List of tasks
1. In the passage on cortisol, what does the body need to do that makes it raise cortisol during acute stress? List each one.
2. Extend the passage on cortisol past its final sentence.

Text shown
*****

Having high nighttime cortisol levels affects our morning cortisol. Usually the test shows levels of cortisol lower than they should be. Salivary cortisol is the best test for cortisol, because having a blood draw is stressful for obvious reasons. When morning cortisol is not as high as it should be, this is just like the sun only rising halfway. Your brain thinks it is afternoon when it is really morning. The body needs higher morning cortisol because that is when we are ready to work. Many of us drink morning coffee to stimulate our minds. But then 3 or 4 hours later, we become sluggish and the momentum falls. Part of this is that we are often trying to do too much in the first place. But it is also in part to cortisol dropping because it cannot stay up normally.
A typical scenario for many of us is when you get home from work, had a stressful drive home, we eat dinner, then sit down to watch TV, and then get on your iPad or phone and then it’s suddenly 11pm, and you need to get up at 6am. You’ve been stimulating your brain, and it is expected that you will have a harder time going to sleep. Alternatively, you will go to sleep, only to awake a few hours later and find it difficult to return to sleep. These are the type of situations where your cortisol and other hormones are just not where they should be, it is always a little off. Remember, too much cortisol at night means that you are not going to release those anabolic hormones and the body’s repair mechanisms will be compromised. Predictably, you will wake up tired and need caffeine for morning stimulation just to get going.
Cortisol is a primitive hormone, meaning that since humans have been around, the physiologic rhythm has been the same. It is a fight or flight hormone, when there is an acute stress, we are going to increase cortisol because we need to make new blood sugar, turn off pain receptors, and run away from the danger. Modern society has turned cortisol from an acute hormone, to a chronic hormone. As most of us are no longer in daily life-threatening situations, thus we are stimulating our cortisol way more than necessary.

*****

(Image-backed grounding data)

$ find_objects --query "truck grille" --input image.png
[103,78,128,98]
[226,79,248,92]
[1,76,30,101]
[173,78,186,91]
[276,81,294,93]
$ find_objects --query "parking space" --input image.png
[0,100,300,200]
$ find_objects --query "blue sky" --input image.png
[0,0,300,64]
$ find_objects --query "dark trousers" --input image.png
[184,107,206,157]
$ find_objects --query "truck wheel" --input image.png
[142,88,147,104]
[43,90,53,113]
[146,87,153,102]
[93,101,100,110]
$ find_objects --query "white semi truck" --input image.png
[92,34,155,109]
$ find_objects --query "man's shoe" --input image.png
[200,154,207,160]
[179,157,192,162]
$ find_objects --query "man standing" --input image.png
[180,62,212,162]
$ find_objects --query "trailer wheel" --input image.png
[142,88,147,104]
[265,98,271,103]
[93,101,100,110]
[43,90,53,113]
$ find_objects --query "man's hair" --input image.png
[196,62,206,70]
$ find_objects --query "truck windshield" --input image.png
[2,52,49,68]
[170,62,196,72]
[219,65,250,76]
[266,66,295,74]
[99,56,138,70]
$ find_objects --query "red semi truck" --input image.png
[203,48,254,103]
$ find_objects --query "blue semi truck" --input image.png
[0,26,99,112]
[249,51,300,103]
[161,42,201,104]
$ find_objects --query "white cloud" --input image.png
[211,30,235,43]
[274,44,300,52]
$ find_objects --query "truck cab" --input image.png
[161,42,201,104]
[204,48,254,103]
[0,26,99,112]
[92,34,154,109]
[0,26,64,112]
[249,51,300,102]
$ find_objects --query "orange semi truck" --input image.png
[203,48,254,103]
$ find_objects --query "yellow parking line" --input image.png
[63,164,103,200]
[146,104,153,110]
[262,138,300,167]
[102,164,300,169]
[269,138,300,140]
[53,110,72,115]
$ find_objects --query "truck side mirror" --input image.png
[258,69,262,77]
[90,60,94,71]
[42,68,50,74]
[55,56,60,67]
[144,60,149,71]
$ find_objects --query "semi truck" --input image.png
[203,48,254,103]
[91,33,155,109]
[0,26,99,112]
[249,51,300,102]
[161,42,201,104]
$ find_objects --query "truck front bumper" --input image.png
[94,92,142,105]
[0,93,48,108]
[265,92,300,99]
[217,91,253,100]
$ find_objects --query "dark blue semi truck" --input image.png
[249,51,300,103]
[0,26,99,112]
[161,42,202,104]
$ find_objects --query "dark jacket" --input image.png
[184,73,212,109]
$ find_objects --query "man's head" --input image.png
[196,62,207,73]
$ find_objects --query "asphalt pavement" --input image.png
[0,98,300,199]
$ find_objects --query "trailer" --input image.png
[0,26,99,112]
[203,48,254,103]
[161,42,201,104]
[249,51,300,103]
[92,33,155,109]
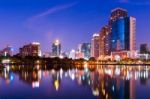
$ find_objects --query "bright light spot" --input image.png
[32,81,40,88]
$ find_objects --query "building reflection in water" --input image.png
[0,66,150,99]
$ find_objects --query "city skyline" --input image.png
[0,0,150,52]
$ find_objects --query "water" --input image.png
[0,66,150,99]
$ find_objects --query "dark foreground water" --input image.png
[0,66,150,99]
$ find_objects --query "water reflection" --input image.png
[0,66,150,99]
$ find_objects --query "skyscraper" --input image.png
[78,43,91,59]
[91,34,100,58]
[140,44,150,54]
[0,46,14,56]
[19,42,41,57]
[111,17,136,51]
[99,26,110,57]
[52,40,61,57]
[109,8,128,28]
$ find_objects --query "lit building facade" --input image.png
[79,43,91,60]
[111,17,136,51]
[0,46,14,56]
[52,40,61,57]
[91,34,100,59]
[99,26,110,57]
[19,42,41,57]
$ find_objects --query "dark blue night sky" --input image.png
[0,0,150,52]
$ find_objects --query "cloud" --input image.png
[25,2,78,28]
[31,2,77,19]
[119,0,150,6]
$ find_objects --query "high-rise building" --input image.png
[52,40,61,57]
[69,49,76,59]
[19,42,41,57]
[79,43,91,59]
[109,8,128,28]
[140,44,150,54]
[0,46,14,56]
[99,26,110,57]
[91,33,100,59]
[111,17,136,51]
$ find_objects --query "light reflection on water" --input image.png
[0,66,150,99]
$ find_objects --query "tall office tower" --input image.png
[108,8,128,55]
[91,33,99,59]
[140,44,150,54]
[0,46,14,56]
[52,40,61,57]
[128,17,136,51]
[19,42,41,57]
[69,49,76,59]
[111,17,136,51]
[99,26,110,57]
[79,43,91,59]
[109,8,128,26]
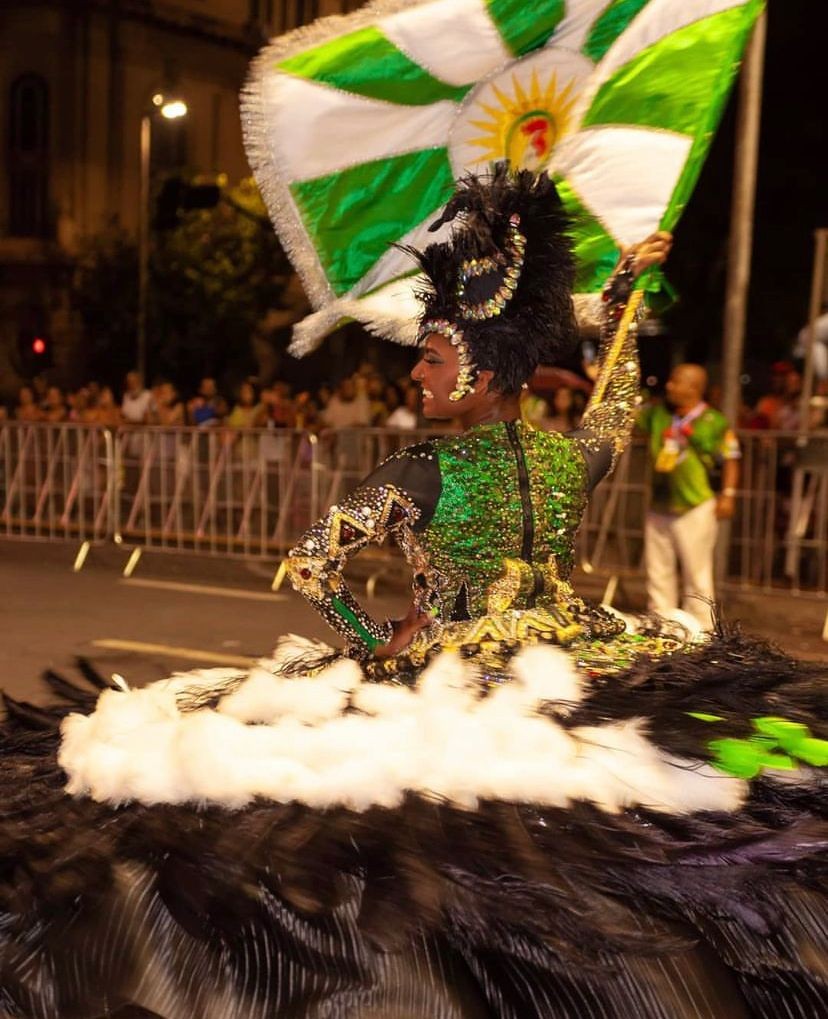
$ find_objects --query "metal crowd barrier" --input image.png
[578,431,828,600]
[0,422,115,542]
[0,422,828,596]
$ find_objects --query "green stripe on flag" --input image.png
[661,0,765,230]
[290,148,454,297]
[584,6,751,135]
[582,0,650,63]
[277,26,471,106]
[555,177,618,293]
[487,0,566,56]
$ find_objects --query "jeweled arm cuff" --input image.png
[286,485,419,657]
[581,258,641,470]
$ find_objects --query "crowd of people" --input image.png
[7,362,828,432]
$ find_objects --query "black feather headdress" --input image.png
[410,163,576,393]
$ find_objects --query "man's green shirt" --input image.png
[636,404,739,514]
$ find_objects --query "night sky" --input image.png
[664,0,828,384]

*****

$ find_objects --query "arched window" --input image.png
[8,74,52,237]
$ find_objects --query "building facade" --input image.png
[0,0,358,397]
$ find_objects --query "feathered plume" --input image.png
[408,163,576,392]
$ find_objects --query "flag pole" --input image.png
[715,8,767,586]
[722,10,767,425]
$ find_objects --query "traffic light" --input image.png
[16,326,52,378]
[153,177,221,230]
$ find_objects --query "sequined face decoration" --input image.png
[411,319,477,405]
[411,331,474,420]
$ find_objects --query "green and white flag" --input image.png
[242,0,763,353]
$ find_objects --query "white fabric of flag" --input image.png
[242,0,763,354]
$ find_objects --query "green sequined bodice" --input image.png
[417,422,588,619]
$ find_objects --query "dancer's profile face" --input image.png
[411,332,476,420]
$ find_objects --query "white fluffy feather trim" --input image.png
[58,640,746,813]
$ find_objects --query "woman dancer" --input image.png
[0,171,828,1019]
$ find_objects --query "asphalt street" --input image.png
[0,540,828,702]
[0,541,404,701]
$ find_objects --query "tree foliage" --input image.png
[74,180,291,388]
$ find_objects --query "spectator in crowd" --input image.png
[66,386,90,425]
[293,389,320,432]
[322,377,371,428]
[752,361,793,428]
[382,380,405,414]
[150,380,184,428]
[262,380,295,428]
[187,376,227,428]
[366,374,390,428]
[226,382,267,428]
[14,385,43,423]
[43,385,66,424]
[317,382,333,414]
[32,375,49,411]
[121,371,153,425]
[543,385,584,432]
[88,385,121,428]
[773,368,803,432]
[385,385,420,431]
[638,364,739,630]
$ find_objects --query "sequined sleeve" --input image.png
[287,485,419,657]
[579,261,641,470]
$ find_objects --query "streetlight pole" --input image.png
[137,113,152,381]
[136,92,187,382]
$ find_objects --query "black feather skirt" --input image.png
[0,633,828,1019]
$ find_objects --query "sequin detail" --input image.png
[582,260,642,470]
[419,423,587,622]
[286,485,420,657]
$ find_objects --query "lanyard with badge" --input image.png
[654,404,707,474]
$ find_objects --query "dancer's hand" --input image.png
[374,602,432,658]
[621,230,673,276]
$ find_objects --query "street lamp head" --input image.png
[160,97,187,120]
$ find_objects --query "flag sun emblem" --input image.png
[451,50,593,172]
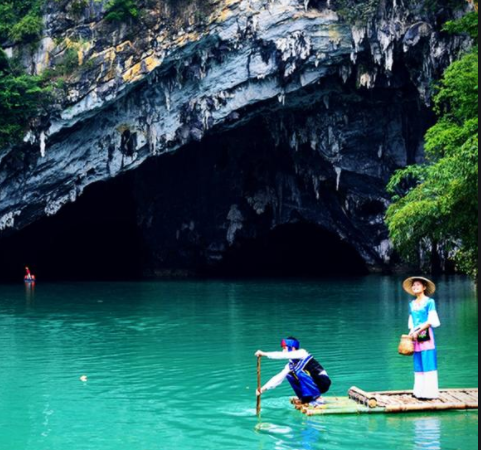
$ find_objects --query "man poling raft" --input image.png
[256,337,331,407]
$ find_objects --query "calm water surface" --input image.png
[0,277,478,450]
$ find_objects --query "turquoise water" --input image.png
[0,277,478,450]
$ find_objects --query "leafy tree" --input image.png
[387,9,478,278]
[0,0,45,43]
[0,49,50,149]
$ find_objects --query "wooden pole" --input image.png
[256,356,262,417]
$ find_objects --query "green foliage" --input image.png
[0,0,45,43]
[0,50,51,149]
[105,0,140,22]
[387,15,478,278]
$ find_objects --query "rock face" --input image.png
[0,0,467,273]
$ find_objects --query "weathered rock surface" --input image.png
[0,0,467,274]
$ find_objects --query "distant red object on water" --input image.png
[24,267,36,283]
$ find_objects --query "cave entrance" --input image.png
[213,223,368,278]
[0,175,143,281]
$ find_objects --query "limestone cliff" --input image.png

*****

Your written answers
1.
- Make new blood sugar
- Turn off pain receptors
- Run away from the danger

2.
We all create scenarios in our heads everyday – the driver in the car who just honked in front of you must not be a good person, a colleague does not say good morning, as so on. We all make these stories up in our minds, and true or not, they trigger a cortisol response. We are not being chased by the tiger, but our cortisol is being stimulated as if we were. That perceived stress is the same as the real one. After years of this, our bodies will have a hard time keeping up with cortisol demands and we lose our reserve of cortisol.
What happens when we experience a major stress? Death of a loved one, car accident, loss of a job, etc. Your cortisol reserve becomes completely exhausted and we start to see the beginnings of cancer, heart disease, and autoimmune reactions. Especially in the elderly, the reserve of cortisol is lower, so things like a broken hip, COVID-19, or a heart attack can have bigger consequences. Daily life stressors can also decrease our reserve of cortisol. Nowadays it is the COVID-19 virus or the Floyd riots that are causing nonstop stress. In normal times, every day we are stuck in traffic, stressing over the food we eat, climate change, politics, something our spouse or children did (or didn’t do), etc. In the context of degenerative disease, cancer, cardiovascular disease, neurological diseases these everyday minor stressors can add up. Think about the person with Multiple Sclerosis who stresses about getting in and out of a car, going to the pharmacy, medical appointments, or even getting to the store.